* Begin *

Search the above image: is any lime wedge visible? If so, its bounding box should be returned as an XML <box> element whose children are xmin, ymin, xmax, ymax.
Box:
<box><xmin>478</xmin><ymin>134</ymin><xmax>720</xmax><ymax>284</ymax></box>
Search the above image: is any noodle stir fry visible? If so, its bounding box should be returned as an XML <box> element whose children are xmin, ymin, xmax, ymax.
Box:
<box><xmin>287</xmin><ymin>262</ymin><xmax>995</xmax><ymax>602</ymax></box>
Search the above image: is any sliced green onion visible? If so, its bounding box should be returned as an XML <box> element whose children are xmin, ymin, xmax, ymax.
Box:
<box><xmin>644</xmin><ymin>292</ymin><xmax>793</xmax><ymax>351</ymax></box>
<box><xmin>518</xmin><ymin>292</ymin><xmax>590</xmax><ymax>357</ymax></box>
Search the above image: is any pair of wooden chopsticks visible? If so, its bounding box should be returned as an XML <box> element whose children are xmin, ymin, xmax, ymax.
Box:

* End *

## Your objective
Could you retype all of the entries above line for line, without changing a single character?

## Task output
Search the above image: is any lime wedge visible? If so, its bounding box should be returned as an XML <box> element whose children are xmin, ymin, xmax, ymax.
Box:
<box><xmin>478</xmin><ymin>134</ymin><xmax>720</xmax><ymax>284</ymax></box>
Search the above image: is any noodle stir fry visible? If so, its bounding box should be returned as an XML <box> element whose children are xmin, ymin, xmax, ymax.
Box:
<box><xmin>287</xmin><ymin>262</ymin><xmax>995</xmax><ymax>602</ymax></box>
Search the above image: is any sliced green onion visible? If so, its bounding box should be returned as an XML <box> element whose children are xmin, ymin, xmax, ymax.
Box:
<box><xmin>644</xmin><ymin>292</ymin><xmax>793</xmax><ymax>351</ymax></box>
<box><xmin>518</xmin><ymin>292</ymin><xmax>590</xmax><ymax>357</ymax></box>
Search the above image: is any pair of wooden chopsticks visible? If so, its bounding box should be returned as an XML <box> element whose children are xmin, ymin, xmax, ymax.
Box:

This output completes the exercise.